Traveling in Norway after her London debut in 1905 she was pleased to receive greeting cards from Grieg
and letters from Willie Steinway, but recollected this tripo principally as the time when she first
began to learn about Egypt seriously: "I read my first descriptions of the Arabian desert and was
extraordinarily fascinated by the color of the East -- little knowing how much time I was to spend
on the sacred golden sands of Egypt years later." Another forshadowing of Egypt's influence appeared
the next season when she performed in London:
Mr Chamberlain of the Associated Press and his wife were very good friends of ours and Mr. Chamberlain
gave me while in London a beautiful blue scarab. I had it read by the museum experts and found it to be
of the 18th Dynasty, having the cartouche of Amenhotep the III. When I came to Egypt many years later
I realised [sic] the significance of this scarab.
During the years following Deyo's initial European successes, she debuted with the Boston Symphony
Orchestra in 1913 playing the Brahms Piano Concerto No 2 in Bb Major, op. 83 and toured with Casals;
however, Egypt always sems to have hovered in the background:
Strang it was that on these toures [sic] I used to carry books on Egypt with me to read on the train, and also
in Boston before my concerts with the orchestra. I used to dream of the Nile and the Temples, and then play
Brahms and Beethoven. And then, years after, Casals came to Egypt and saw my orchestral score embodying
the spirit of ancient Egypt and his great mind and infinite musical understanding knew what I had expressed --
What an unboudned delight to have him come to our Maru Nefer and how he understood the Mighty Egypt
the moment he set foot here.
Finally, after years of anticipation, she traveled in 1924 to Egypt to collect folk music and study
ancient Egyptian history. Her research expeditions produced the many photographs of the ancient sites of
the Pharaohs which provided the basis for her historically authentic set and costume designs, and
transcriptions of indigenious folk music, acquired when she lived in the desert with the natives.
Her large circle of acquaintances in Egypt included most of the British intellectual and political elite, as
well as the international and local diplomatic community. She also knew many of the eminent
archaologists who were working in Egypt, among them Howard Carter, who discovered the tomb of Tutankhamen
in 1922; consequently, she as often able to view important, newly-found archaeological sites
and important art works before they became generally known, for example, the celebrated limestone head
of Nefertiti. After seeing the now famous likeness of the beautiful queen, Deyo thought it bore
a striking resemblance to her own profile and herself drawn in similar Egyptian attire. She kept
photographs and drawings fo Nefertiti in her papers, and would later give Nefertiti an important
part in her opera. The richness and quantity of the Tutankhamen artifacts made Carter's discovery
one of the most spectacular finds in Egyptian archaeology, and fueled public interest in all things
Egyptian, including Deyo's proposed opera.

Data records
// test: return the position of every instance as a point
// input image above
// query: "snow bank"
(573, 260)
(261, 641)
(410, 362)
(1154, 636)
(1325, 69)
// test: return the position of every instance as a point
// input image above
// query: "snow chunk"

Set problem 1
In the passage on Deyo and Egypt, in what year did she finally travel to Egypt to collect folk music and study ancient Egyptian history?
Set problem 2
Could you carry on the passage on Deyo and Egypt from the point where it stops?
The rows can be left aside.

Answer 1
1924

Answer 2
Newspaper accounts through the late 1920s report Deyo's work on "a most interesting Music Drama, based
on episodes in ancient Egyptian history." The Egyptian press expressed keen enthusiasm for her project,
with its Egyptian content and anticipated innovative style:
She has managed to assimilate into her music many of the old Egyptian folk melodies, whilst retaining
throughout the whole of the music a striking originality of conception which seems to exude the
spirit of Egypt rather than to be dominated by the monotony of the Oriental ideiom so discouraging to the
western ear. The scope of the work is vast, its idea original, and Miss Deyo's many friends and
admirers will await with keen interest the completion and production of a composition which should
prove to be entirely different from anything that has previously been done in music.
Deyo began her grand opera The Diadem of Stars in 1925, working with librettist Charles Dalton, whom
she married in 1932. By 1930, following several years of research in Egypt, the opera was completed.
Stokowski agreed to program the prelude in 1931, and in 1935 Kirsten Flagstad committed herself to sing the
leading soprano role, saying that The Diadem of Stars was the only new opera in which she
was interested in appearing. Several performances were planned, and portions of the opera were to be
performed in Egypt at the coronation of King Farouk in 1937. Performances were also scheduled at the
Metropolitan Opera and at Covent Garden; however, funding difficulties, the outbreak of World War II,
and later, health problems of both Deyo and Dalton prevented a successful production. Deyo published her
autobiography The Call to Egypt in 1955 and died in 1960, her opera still awaiting its debut.